SHORT EXERCISE:
Write the next part of the GEOCODE procedure overview, starting right after its last sentence.

PASSAGE PROVIDED:
*-*-*

GEOCODE Procedure

Overview: GEOCODE Procedure

About the GEOCODE Procedure

Geocoding is the process of adding geographic coordinates (latitude and longitude values) to an address. This process provides a way to convert address data into map locations. The geographic coordinates typically represent the center of a ZIP code, a city, an address, or any geographic region. After geocoding, the coordinates can be used to display a point on a map or to calculate distances. Geocoding also enables you to add attributes values such as census blocks to an address.
The GEOCODE procedure processes geographic information for the following entities:
  • street addresses
  • cities
  • U.S. ZIP codes and ZIP+4 extension codes
  • foreign postal codes
  • custom variables in the data set, such as sales territories
  • Internet Protocol (IP) addresses or other ranges
    Note: The process of adding coordinates for IP addresses is usually called geolocating. IP data is a form of range data and was not designed to be geographic. For more information, see Understanding Range Geocoding .

*-*-*

Items from a labeling collection
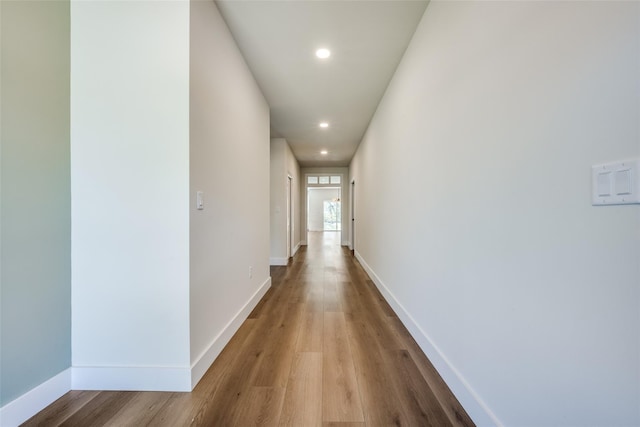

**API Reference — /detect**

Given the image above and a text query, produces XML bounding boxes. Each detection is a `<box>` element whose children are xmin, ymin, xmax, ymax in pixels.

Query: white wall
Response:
<box><xmin>189</xmin><ymin>1</ymin><xmax>271</xmax><ymax>385</ymax></box>
<box><xmin>300</xmin><ymin>167</ymin><xmax>351</xmax><ymax>246</ymax></box>
<box><xmin>0</xmin><ymin>1</ymin><xmax>71</xmax><ymax>416</ymax></box>
<box><xmin>71</xmin><ymin>1</ymin><xmax>190</xmax><ymax>390</ymax></box>
<box><xmin>270</xmin><ymin>138</ymin><xmax>301</xmax><ymax>265</ymax></box>
<box><xmin>307</xmin><ymin>188</ymin><xmax>340</xmax><ymax>231</ymax></box>
<box><xmin>351</xmin><ymin>2</ymin><xmax>640</xmax><ymax>427</ymax></box>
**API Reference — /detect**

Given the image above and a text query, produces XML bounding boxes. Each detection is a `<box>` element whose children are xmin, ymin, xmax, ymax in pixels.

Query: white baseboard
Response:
<box><xmin>71</xmin><ymin>366</ymin><xmax>191</xmax><ymax>391</ymax></box>
<box><xmin>191</xmin><ymin>277</ymin><xmax>271</xmax><ymax>389</ymax></box>
<box><xmin>0</xmin><ymin>368</ymin><xmax>71</xmax><ymax>427</ymax></box>
<box><xmin>355</xmin><ymin>251</ymin><xmax>503</xmax><ymax>427</ymax></box>
<box><xmin>0</xmin><ymin>277</ymin><xmax>271</xmax><ymax>427</ymax></box>
<box><xmin>291</xmin><ymin>242</ymin><xmax>301</xmax><ymax>256</ymax></box>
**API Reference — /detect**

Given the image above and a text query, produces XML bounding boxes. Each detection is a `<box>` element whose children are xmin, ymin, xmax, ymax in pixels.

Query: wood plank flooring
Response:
<box><xmin>24</xmin><ymin>233</ymin><xmax>474</xmax><ymax>427</ymax></box>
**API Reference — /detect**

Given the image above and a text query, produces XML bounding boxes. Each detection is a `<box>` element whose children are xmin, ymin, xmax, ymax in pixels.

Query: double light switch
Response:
<box><xmin>591</xmin><ymin>159</ymin><xmax>640</xmax><ymax>206</ymax></box>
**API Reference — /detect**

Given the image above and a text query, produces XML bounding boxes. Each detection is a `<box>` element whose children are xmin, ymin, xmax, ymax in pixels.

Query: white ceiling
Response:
<box><xmin>217</xmin><ymin>0</ymin><xmax>427</xmax><ymax>167</ymax></box>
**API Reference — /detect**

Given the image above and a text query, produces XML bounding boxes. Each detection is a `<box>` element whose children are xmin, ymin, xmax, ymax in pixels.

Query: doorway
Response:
<box><xmin>287</xmin><ymin>175</ymin><xmax>294</xmax><ymax>258</ymax></box>
<box><xmin>307</xmin><ymin>187</ymin><xmax>342</xmax><ymax>232</ymax></box>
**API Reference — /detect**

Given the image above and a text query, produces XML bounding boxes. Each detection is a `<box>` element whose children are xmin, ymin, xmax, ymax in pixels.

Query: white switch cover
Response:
<box><xmin>196</xmin><ymin>191</ymin><xmax>204</xmax><ymax>211</ymax></box>
<box><xmin>591</xmin><ymin>159</ymin><xmax>640</xmax><ymax>206</ymax></box>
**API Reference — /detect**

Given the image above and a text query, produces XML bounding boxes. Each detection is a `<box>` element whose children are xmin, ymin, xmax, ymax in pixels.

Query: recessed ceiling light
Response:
<box><xmin>316</xmin><ymin>48</ymin><xmax>331</xmax><ymax>59</ymax></box>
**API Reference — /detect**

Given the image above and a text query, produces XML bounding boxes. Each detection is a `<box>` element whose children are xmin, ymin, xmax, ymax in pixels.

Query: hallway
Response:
<box><xmin>25</xmin><ymin>232</ymin><xmax>473</xmax><ymax>427</ymax></box>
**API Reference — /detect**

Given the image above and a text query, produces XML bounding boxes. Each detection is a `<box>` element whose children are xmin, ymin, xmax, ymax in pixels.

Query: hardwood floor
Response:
<box><xmin>24</xmin><ymin>233</ymin><xmax>473</xmax><ymax>427</ymax></box>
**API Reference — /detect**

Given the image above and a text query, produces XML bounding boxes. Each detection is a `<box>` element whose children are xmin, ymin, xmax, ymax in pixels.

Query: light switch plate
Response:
<box><xmin>591</xmin><ymin>159</ymin><xmax>640</xmax><ymax>206</ymax></box>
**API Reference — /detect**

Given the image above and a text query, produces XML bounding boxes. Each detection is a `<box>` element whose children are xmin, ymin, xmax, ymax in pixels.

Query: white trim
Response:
<box><xmin>291</xmin><ymin>242</ymin><xmax>301</xmax><ymax>256</ymax></box>
<box><xmin>355</xmin><ymin>251</ymin><xmax>503</xmax><ymax>427</ymax></box>
<box><xmin>71</xmin><ymin>366</ymin><xmax>191</xmax><ymax>391</ymax></box>
<box><xmin>191</xmin><ymin>277</ymin><xmax>271</xmax><ymax>389</ymax></box>
<box><xmin>0</xmin><ymin>368</ymin><xmax>71</xmax><ymax>427</ymax></box>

*-*-*

EXERCISE OUTPUT:
About the Required Input Data

The GEOCODE procedure requires two types of SAS data sets:
input address data sets
contain variables that relate to specific geographic locations. For example, a data set might contain mailing address variables such as ZIP codes and street addresses, or custom geographic variables such as sales regions.
lookup data sets
contain reference variables and geographic coordinates. For example, a lookup data set for the ZIP method contains ZIP codes and the geographic coordinates that are associated with the ZIP codes. Some geocoding methods require multiple lookup data sets. This data is essential to transform address data into location information that can be viewed on a map.
Lookup data sets can also contain attribute variables containing data about the locations.
For each observation in the input data set, the GEOCODE procedure attempts to match the address variable value to a value in the lookup data set. To increase the chances of a match, default lookup variable values in lookup data sets supplied by SAS are always normalized; uppercased with special characters and spaces removed. These data sets are either available with the SAS release or available for download from the SAS Maps Online Web site.
If you choose to geocode with any non-default lookup variable that is contained in a lookup data set supplied by SAS, there is a significantly decreased chance of matching data.
The GEOCODE procedure normalizes the default lookup variable values in lookup data sets that are not supplied by SAS.
The GEOCODE procedure is not shipped with all the lookup data that you might require. In some cases, you must download or purchase the data. You can download lookup data sets from the SAS Maps Online Web site. For more information, see SAS Maps Online Web Site.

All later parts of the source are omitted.